Document segment ▸
·····

I haven't done you anything for a couple of days, because I went to see my dad in Sussex. As OptimisticCynic suggested, I did indeed go by car. It was my brother's car, though, and he was going anyway. I don't have a car myself, so I think I might be allowed a small, half-smothered Ha! of vindication.

We stopped off in the Sugar Loaf for a pint when we got back to Bristol, and that was when I had my Jon Ronson moment. You know, the moment when your own internal dialogue of insecurity leads you astray, and you find yourself unable to share it with the people around you, yet somehow pefectly comfortable telling the entire world a few days later.

It all seemed so suspiciously straightforward at first. We bought the beer, there were free tables, we sat down at one. Then it started. The smoking hokey cokey. They're in, they're out, and after a few pints you wouldn't put it past them to start shaking it all about.

For those of you who live in countries where smoking in public places is allowed, or else has always been banned, all such venues in Britain went smoke free in July. I don't smoke, so I'm better off in two important ways. Firstly, pubs have been transformed from grisly Hogarthian hellpits into light, airy places you might actually want to be in. Most of them used the end of smoke as an excuse to redecorate, so for the moment the nation drinks in stately rooms that would grace any Mongol pleasure dome. If you're stuck for a cafe in mid-afternoon, pubs now serve perfectly well as somewhere you can sip coffee and do the Sudoku. Excuse me, that's a perfectly good way to behave in a pleasure dome. Well maybe I'm not quite as frivolous as you.

The second advantage is that you can usually find somewhere to sit, because the smokers are all outside. And therein lies the rub. You may have sensed a rub coming.

·····

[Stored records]
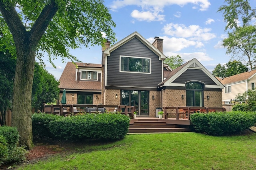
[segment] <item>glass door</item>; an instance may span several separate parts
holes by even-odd
[[[121,104],[122,105],[134,106],[137,115],[149,115],[148,96],[147,91],[121,90]]]

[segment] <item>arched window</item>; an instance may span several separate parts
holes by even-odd
[[[204,106],[204,84],[191,82],[186,84],[187,106]]]

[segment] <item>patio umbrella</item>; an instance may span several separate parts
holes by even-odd
[[[66,100],[66,90],[63,90],[63,95],[62,95],[62,98],[61,99],[61,101],[60,103],[62,104],[66,104],[67,102]]]

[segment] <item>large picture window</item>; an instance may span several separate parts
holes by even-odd
[[[81,80],[97,80],[96,71],[82,71]]]
[[[121,57],[121,71],[149,73],[150,59]]]
[[[187,106],[204,106],[204,85],[198,82],[186,84]]]

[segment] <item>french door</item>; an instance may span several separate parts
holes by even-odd
[[[121,90],[122,105],[134,106],[138,111],[137,115],[148,115],[148,97],[149,92],[140,90]]]

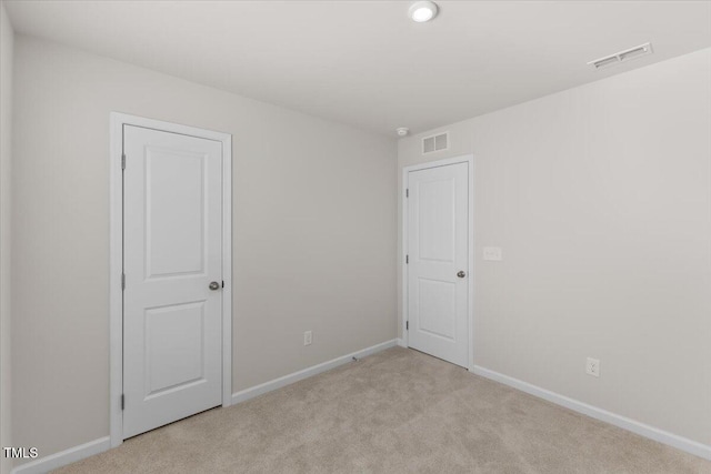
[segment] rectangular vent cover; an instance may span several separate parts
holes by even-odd
[[[449,148],[449,132],[422,139],[422,154],[447,150]]]
[[[595,59],[594,61],[590,61],[588,64],[592,65],[594,69],[602,69],[613,64],[619,64],[630,59],[651,54],[652,52],[654,52],[652,50],[652,43],[644,43],[644,44],[640,44],[639,47],[634,47],[634,48],[627,49],[624,51],[617,52],[614,54],[605,56],[604,58]]]

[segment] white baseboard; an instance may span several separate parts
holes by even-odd
[[[500,382],[504,385],[509,385],[513,389],[520,390],[521,392],[538,396],[539,399],[547,400],[551,403],[564,406],[574,412],[582,413],[583,415],[588,415],[595,420],[610,423],[623,430],[637,433],[641,436],[649,437],[650,440],[658,441],[660,443],[711,461],[711,446],[709,445],[701,444],[693,440],[689,440],[687,437],[669,433],[667,431],[650,426],[644,423],[640,423],[625,416],[608,412],[607,410],[598,409],[597,406],[589,405],[578,400],[569,399],[568,396],[560,395],[555,392],[551,392],[550,390],[541,389],[540,386],[535,386],[528,382],[500,374],[499,372],[490,371],[489,369],[484,369],[479,365],[474,365],[473,372],[477,375],[491,379],[495,382]]]
[[[321,372],[330,371],[331,369],[336,369],[339,365],[343,365],[351,362],[353,357],[360,359],[360,357],[364,357],[365,355],[374,354],[375,352],[384,351],[385,349],[394,347],[395,344],[397,344],[397,340],[394,339],[390,341],[385,341],[383,343],[373,345],[371,347],[362,349],[351,354],[332,359],[321,364],[313,365],[311,367],[304,369],[299,372],[294,372],[289,375],[281,376],[279,379],[274,379],[272,381],[262,383],[260,385],[241,390],[232,394],[232,404],[244,402],[247,400],[253,399],[267,392],[271,392],[272,390],[281,389],[282,386],[287,386],[294,382],[299,382],[300,380],[320,374]]]
[[[100,437],[69,450],[60,451],[46,457],[38,457],[12,470],[12,474],[43,474],[67,464],[76,463],[94,454],[103,453],[111,447],[109,436]]]

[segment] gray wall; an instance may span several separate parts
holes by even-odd
[[[711,50],[444,130],[399,165],[474,154],[475,364],[711,445]]]
[[[10,206],[12,151],[12,49],[10,19],[0,2],[0,447],[10,441]],[[0,472],[10,472],[10,460],[0,453]]]
[[[110,111],[233,134],[233,392],[395,336],[393,139],[22,36],[14,74],[16,444],[109,433]]]

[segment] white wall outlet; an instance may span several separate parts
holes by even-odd
[[[600,376],[600,361],[597,359],[588,357],[585,362],[585,373],[593,377]]]
[[[503,252],[500,246],[484,246],[484,260],[500,262],[503,260]]]

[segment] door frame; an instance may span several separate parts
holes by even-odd
[[[109,428],[111,447],[123,443],[123,125],[136,125],[222,143],[222,406],[232,402],[232,135],[160,120],[110,114],[109,153]]]
[[[469,334],[468,334],[468,351],[469,355],[467,359],[467,369],[470,372],[474,370],[474,155],[473,154],[463,154],[460,157],[448,158],[444,160],[438,161],[428,161],[427,163],[413,164],[410,167],[404,167],[402,169],[402,255],[401,255],[401,271],[402,271],[402,342],[405,347],[410,346],[409,334],[407,327],[407,322],[409,319],[409,305],[408,305],[408,289],[409,289],[409,276],[408,276],[408,264],[405,263],[405,256],[408,255],[408,195],[407,191],[410,186],[410,172],[419,171],[419,170],[429,170],[431,168],[441,168],[448,167],[451,164],[459,163],[468,163],[468,184],[469,184],[469,239],[467,242],[467,251],[469,253],[469,261],[467,262],[467,274],[468,279],[468,296],[467,302],[469,305],[468,311],[468,321],[469,321]]]

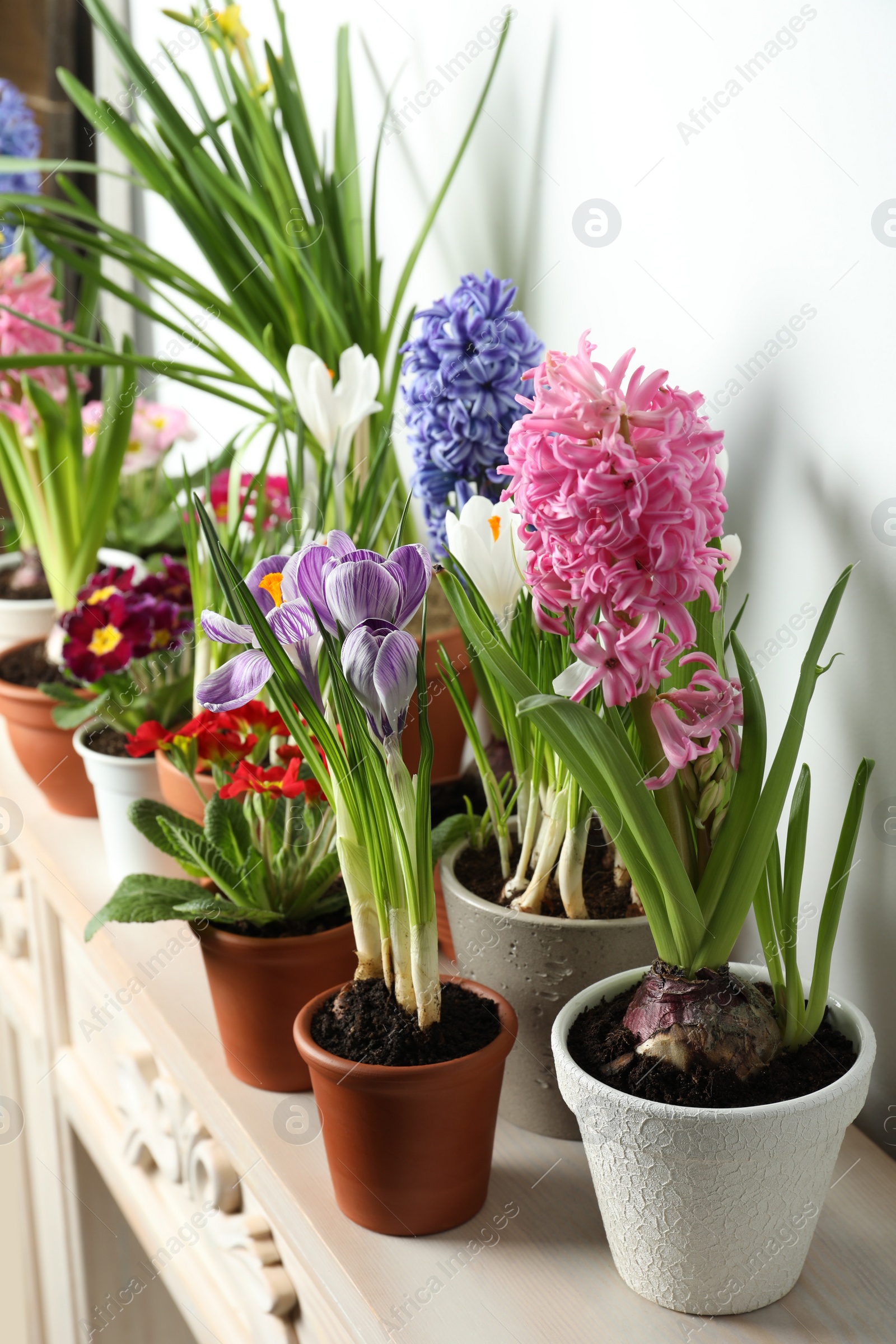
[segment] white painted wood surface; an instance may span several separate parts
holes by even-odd
[[[4,851],[24,880],[1,879],[21,905],[0,907],[0,1013],[20,1082],[4,1055],[0,1093],[20,1087],[26,1113],[15,1146],[34,1227],[26,1278],[40,1285],[34,1344],[87,1340],[78,1321],[102,1308],[90,1293],[109,1206],[85,1179],[73,1134],[142,1247],[142,1269],[128,1255],[120,1269],[106,1262],[103,1292],[126,1296],[134,1274],[148,1279],[97,1340],[180,1344],[164,1325],[168,1301],[148,1325],[153,1275],[204,1344],[892,1341],[896,1168],[854,1129],[799,1284],[750,1317],[677,1316],[630,1293],[607,1251],[582,1145],[505,1122],[489,1198],[469,1224],[407,1239],[356,1227],[333,1202],[321,1138],[287,1141],[283,1105],[313,1116],[312,1098],[258,1091],[228,1074],[187,926],[113,926],[85,946],[85,921],[109,895],[98,824],[50,812],[5,741],[0,782],[24,813]],[[15,931],[23,923],[27,946]],[[193,1235],[191,1219],[210,1204]]]

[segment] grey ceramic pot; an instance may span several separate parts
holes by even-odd
[[[579,1125],[557,1089],[551,1027],[560,1009],[596,980],[653,961],[643,915],[637,919],[555,919],[482,900],[454,876],[466,841],[439,872],[461,974],[513,1005],[520,1025],[504,1068],[498,1114],[552,1138],[579,1138]]]

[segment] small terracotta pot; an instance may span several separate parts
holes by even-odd
[[[187,775],[171,763],[165,751],[156,751],[156,767],[163,802],[201,827],[206,820],[206,809]],[[206,802],[208,802],[215,793],[215,781],[210,774],[197,774],[196,782],[206,796]]]
[[[466,734],[461,716],[454,708],[451,696],[439,676],[439,644],[451,660],[451,667],[461,673],[461,688],[469,706],[476,700],[476,681],[466,656],[463,636],[457,626],[439,630],[426,640],[426,685],[429,691],[429,722],[433,734],[433,784],[453,780],[461,773],[461,755]],[[420,732],[416,719],[416,695],[407,711],[407,723],[402,734],[402,757],[406,766],[415,773],[420,763]]]
[[[4,653],[35,642],[23,640]],[[85,692],[83,699],[89,700],[90,694]],[[58,700],[51,700],[36,687],[0,680],[0,714],[7,720],[9,742],[21,767],[56,812],[70,817],[95,817],[93,785],[71,741],[74,730],[58,728],[52,722],[55,704]]]
[[[447,981],[442,976],[442,984]],[[312,999],[296,1019],[336,1203],[372,1232],[445,1232],[485,1203],[516,1013],[506,999],[474,980],[455,984],[496,1005],[501,1031],[484,1050],[443,1064],[356,1064],[317,1046],[312,1019],[341,985]]]
[[[349,923],[300,938],[249,938],[196,929],[227,1067],[266,1091],[308,1091],[310,1074],[293,1044],[293,1021],[325,985],[355,974]]]

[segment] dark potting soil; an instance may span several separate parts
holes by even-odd
[[[343,886],[340,878],[340,887]],[[330,888],[334,890],[334,888]],[[312,919],[286,919],[282,923],[253,925],[247,919],[232,925],[212,925],[223,933],[239,933],[244,938],[306,938],[312,933],[326,933],[328,929],[340,929],[351,921],[348,896],[344,910],[330,910],[324,915],[314,915]]]
[[[0,599],[4,602],[35,602],[39,598],[48,598],[50,585],[46,579],[38,583],[27,583],[24,587],[13,589],[12,579],[17,570],[0,570]]]
[[[86,732],[83,742],[89,751],[97,751],[99,755],[128,758],[128,734],[120,732],[118,728],[113,728],[107,723],[103,723],[101,728],[94,728],[93,732]]]
[[[485,810],[485,790],[478,770],[476,774],[461,774],[457,780],[443,780],[441,784],[431,785],[430,810],[433,825],[438,827],[447,817],[455,817],[466,812],[465,796],[473,804],[473,810],[481,816]]]
[[[813,1039],[795,1051],[782,1051],[752,1078],[740,1079],[732,1068],[697,1064],[693,1074],[684,1074],[665,1060],[633,1054],[635,1038],[622,1025],[626,1009],[638,986],[633,985],[615,999],[603,999],[587,1008],[570,1028],[570,1054],[586,1074],[630,1097],[669,1102],[673,1106],[767,1106],[791,1101],[827,1087],[852,1068],[856,1051],[846,1038],[825,1017]],[[771,999],[768,985],[758,985]],[[606,1066],[625,1055],[630,1063],[613,1074]]]
[[[600,841],[603,841],[603,836],[596,828],[592,829],[591,835],[595,840],[599,836]],[[516,870],[519,856],[520,847],[514,845],[510,855],[512,871]],[[633,919],[635,915],[642,915],[643,910],[641,906],[631,900],[631,886],[617,887],[614,883],[613,868],[606,867],[606,856],[607,848],[603,843],[588,843],[582,874],[582,890],[584,892],[584,906],[588,911],[588,918]],[[465,849],[454,864],[454,872],[458,882],[462,882],[473,895],[481,896],[484,900],[493,900],[496,906],[510,905],[501,895],[505,879],[501,875],[501,856],[494,836],[492,836],[484,849]],[[551,915],[555,919],[566,919],[567,917],[556,878],[551,878],[548,882],[541,914]]]
[[[62,668],[47,663],[43,640],[36,640],[0,657],[0,681],[36,689],[42,681],[64,681],[64,677]]]
[[[420,1031],[383,980],[353,980],[312,1020],[322,1050],[364,1064],[441,1064],[484,1050],[501,1023],[494,1004],[465,989],[442,985],[442,1016]]]

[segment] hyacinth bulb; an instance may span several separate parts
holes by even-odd
[[[704,968],[688,980],[678,968],[654,961],[622,1025],[638,1042],[638,1055],[664,1059],[682,1073],[703,1063],[750,1078],[782,1046],[774,1005],[727,966]]]

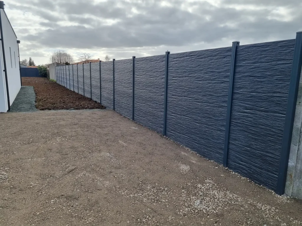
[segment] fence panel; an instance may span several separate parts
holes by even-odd
[[[61,86],[63,85],[63,66],[60,66],[60,77],[61,79],[60,80],[60,84]]]
[[[72,74],[72,65],[70,65],[68,66],[69,74],[70,75],[70,89],[74,91],[74,86],[73,84],[73,80],[74,75]]]
[[[78,68],[77,67],[76,64],[73,64],[72,65],[72,68],[73,68],[73,79],[74,80],[74,83],[73,83],[75,86],[75,92],[76,93],[79,93],[78,91]]]
[[[92,99],[100,102],[100,63],[91,63],[91,89]]]
[[[220,163],[231,51],[228,47],[169,57],[167,135]]]
[[[85,96],[90,98],[90,71],[89,63],[84,64],[84,88]]]
[[[65,71],[66,72],[66,88],[68,89],[70,89],[69,88],[69,86],[70,84],[70,81],[69,80],[69,77],[70,76],[70,75],[69,74],[69,71],[68,70],[68,67],[69,67],[69,65],[66,65],[65,66],[65,68],[66,69],[66,71]]]
[[[165,92],[164,55],[136,58],[134,66],[134,119],[162,133]]]
[[[115,111],[132,117],[132,59],[114,62],[114,96]]]
[[[78,73],[79,77],[79,93],[81,95],[84,96],[84,87],[83,82],[83,64],[78,65]]]
[[[102,105],[113,109],[113,67],[112,61],[101,62]]]
[[[237,47],[228,167],[275,190],[295,40]]]

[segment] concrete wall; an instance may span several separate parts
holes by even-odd
[[[285,193],[302,199],[302,73],[293,128]]]
[[[2,28],[3,30],[3,36],[2,37],[2,38],[3,39],[4,44],[4,51],[6,63],[10,103],[10,105],[11,105],[21,88],[20,71],[18,58],[17,37],[5,12],[3,9],[0,9],[0,12],[1,13]],[[0,50],[1,52],[2,50],[2,49]],[[3,56],[3,55],[2,55],[2,61]],[[4,70],[4,64],[2,64],[3,68],[1,70],[1,71],[3,71],[3,70]],[[4,81],[2,81],[3,77],[4,77],[4,73],[3,75],[0,75],[0,76],[1,77],[0,78],[0,80],[1,80],[1,81],[0,82],[0,86],[1,86],[0,88],[2,89],[2,83],[4,83],[5,87],[4,91],[6,93],[5,77]],[[1,111],[5,112],[8,110],[7,98],[6,97],[5,98],[6,100],[5,101],[5,103],[3,100],[4,97],[3,94],[0,93],[0,95],[2,95],[0,97],[0,99],[1,99],[1,100],[0,100],[0,105],[2,105],[0,106]]]
[[[56,81],[56,67],[64,65],[56,62],[55,62],[49,64],[50,79],[53,79]]]

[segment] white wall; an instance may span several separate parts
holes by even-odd
[[[15,98],[18,94],[21,88],[21,81],[20,80],[20,71],[19,68],[19,60],[18,58],[18,46],[17,44],[17,38],[14,32],[14,30],[11,26],[8,19],[4,11],[0,9],[1,18],[2,22],[2,29],[3,31],[3,39],[4,44],[4,51],[5,58],[6,63],[6,70],[7,73],[7,80],[8,83],[8,90],[9,94],[10,103],[11,105]],[[0,51],[2,51],[2,49]],[[3,57],[3,56],[2,56]],[[2,70],[3,71],[3,69]],[[2,78],[4,76],[0,73],[0,89],[2,89],[1,84]],[[3,73],[4,74],[4,73]],[[6,87],[4,83],[6,93]],[[0,91],[0,103],[2,101],[3,94]],[[1,104],[0,103],[0,104]],[[0,106],[0,109],[2,108]],[[1,110],[0,110],[0,111]]]

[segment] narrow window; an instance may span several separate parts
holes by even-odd
[[[14,51],[14,56],[15,58],[15,68],[16,68],[17,66],[16,66],[16,54],[15,53],[15,51]]]
[[[11,47],[9,47],[9,55],[11,55],[11,68],[13,68],[13,61],[11,61]]]

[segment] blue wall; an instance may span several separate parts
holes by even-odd
[[[237,47],[227,155],[232,48],[168,54],[166,135],[219,163],[225,156],[230,169],[275,190],[295,41]],[[165,55],[134,59],[134,120],[162,133],[165,64]],[[99,102],[101,99],[112,109],[113,64],[101,64],[100,87],[99,63],[91,64],[92,99]],[[115,110],[132,118],[132,59],[116,61],[114,65]],[[82,95],[82,67],[79,65],[78,85]],[[90,97],[89,64],[84,67],[85,94]],[[62,67],[57,67],[59,77]]]

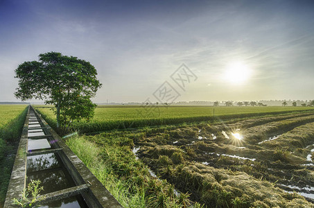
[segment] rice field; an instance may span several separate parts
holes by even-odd
[[[125,207],[314,207],[313,112],[112,130],[67,144]]]

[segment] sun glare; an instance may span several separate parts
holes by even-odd
[[[245,64],[238,62],[233,62],[227,67],[225,78],[228,83],[241,85],[250,78],[250,69]]]
[[[242,139],[242,136],[239,133],[231,133],[234,138],[238,139],[238,140]]]

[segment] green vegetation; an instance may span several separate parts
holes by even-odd
[[[49,106],[35,106],[52,127],[56,127],[55,116]],[[152,107],[148,105],[147,107]],[[213,118],[215,109],[215,118]],[[198,121],[213,121],[265,115],[274,115],[298,111],[314,111],[313,107],[212,107],[212,106],[162,106],[148,109],[139,106],[98,106],[89,122],[74,122],[74,130],[81,133],[101,132],[128,128],[179,124]]]
[[[4,203],[17,144],[27,112],[26,105],[0,105],[0,205]]]
[[[188,196],[177,196],[173,185],[150,175],[131,151],[132,138],[121,136],[73,137],[66,143],[124,207],[186,207]]]

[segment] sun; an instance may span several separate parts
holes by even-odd
[[[225,72],[225,81],[234,84],[241,85],[246,83],[251,76],[249,67],[241,62],[230,63]]]

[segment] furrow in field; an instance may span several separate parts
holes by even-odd
[[[313,122],[314,116],[295,117],[279,121],[270,122],[263,125],[256,125],[243,130],[243,134],[245,139],[250,144],[256,144],[265,140],[274,140],[278,135],[288,132],[302,125]],[[276,138],[276,140],[278,139]]]

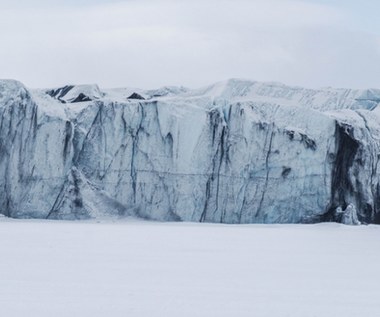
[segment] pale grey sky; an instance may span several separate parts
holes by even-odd
[[[0,0],[0,77],[29,87],[227,78],[380,88],[380,1]]]

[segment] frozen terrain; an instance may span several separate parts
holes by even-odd
[[[380,90],[0,81],[0,213],[380,223]]]
[[[0,219],[0,314],[377,317],[380,227]]]

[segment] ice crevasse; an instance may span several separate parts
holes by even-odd
[[[380,90],[0,81],[0,213],[380,223]]]

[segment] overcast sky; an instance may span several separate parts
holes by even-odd
[[[379,12],[376,0],[0,0],[0,77],[380,88]]]

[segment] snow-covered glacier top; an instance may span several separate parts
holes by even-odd
[[[0,213],[380,222],[380,90],[0,81]],[[347,220],[348,219],[348,220]]]

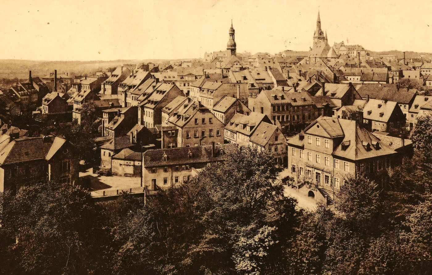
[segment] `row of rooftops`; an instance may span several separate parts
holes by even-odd
[[[287,142],[304,149],[305,136],[308,135],[332,139],[335,142],[332,153],[334,157],[353,161],[396,154],[395,150],[411,144],[407,139],[398,143],[401,139],[390,136],[385,139],[387,142],[382,142],[355,120],[325,117],[318,117]]]

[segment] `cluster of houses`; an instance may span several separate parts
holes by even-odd
[[[150,190],[187,182],[207,164],[250,147],[287,168],[292,188],[329,204],[349,176],[370,173],[384,179],[385,169],[412,150],[401,133],[412,130],[418,116],[432,113],[432,97],[398,84],[412,79],[425,89],[432,86],[432,56],[373,56],[343,42],[330,47],[319,13],[307,51],[242,56],[232,23],[228,34],[226,51],[206,53],[200,60],[63,76],[60,90],[56,72],[46,82],[30,72],[29,82],[10,93],[23,104],[41,104],[40,115],[79,123],[83,104],[92,102],[102,125],[100,170],[141,177]],[[29,161],[38,161],[50,178],[76,180],[75,161],[64,164],[68,179],[50,168],[67,155],[67,142],[50,138],[5,137],[3,150],[44,145],[46,152]],[[2,172],[12,161],[2,163],[2,152],[0,176],[17,174],[6,166]]]

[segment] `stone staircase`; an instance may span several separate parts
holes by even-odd
[[[330,196],[327,190],[321,187],[318,186],[318,188],[320,193],[323,195],[323,196],[326,198],[326,200],[327,201],[327,205],[331,205],[334,204],[334,200]]]

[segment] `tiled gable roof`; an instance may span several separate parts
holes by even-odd
[[[211,145],[150,149],[143,153],[143,165],[149,167],[223,161],[226,159],[227,155],[237,150],[236,145],[231,143],[215,145],[214,156],[212,155]],[[221,151],[224,153],[222,155],[220,155]],[[191,153],[192,157],[190,158]],[[166,160],[163,157],[164,155],[166,155]]]

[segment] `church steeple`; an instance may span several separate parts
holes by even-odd
[[[320,17],[320,11],[318,10],[318,17],[317,18],[317,28],[314,33],[314,46],[318,44],[320,41],[325,41],[326,39],[324,32],[321,28],[321,19]]]
[[[231,55],[236,55],[236,50],[237,45],[235,44],[235,31],[234,28],[232,27],[232,19],[231,19],[231,27],[229,28],[228,33],[229,35],[229,38],[228,39],[228,43],[226,44],[226,49],[229,50],[231,52]]]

·····

Task instructions ▸
A. Name every geographical place or establishment that the passage mentions by its proper name.
B. Based on the passage, state whether each statement is correct: (i) The writer drove to Sussex in a car of their own. (ii) The writer is a smoker. (iii) Smoking was banned in British pubs and similar venues in July.
The stored data plays no role in this work.

Numbered responses ▸
A. Sussex, the Sugar Loaf, Bristol, Britain

B.
(i) No: "It was my brother's car, though" and "I don't have a car myself"
(ii) No: "I don't smoke"
(iii) Yes: "all such venues in Britain went smoke free in July"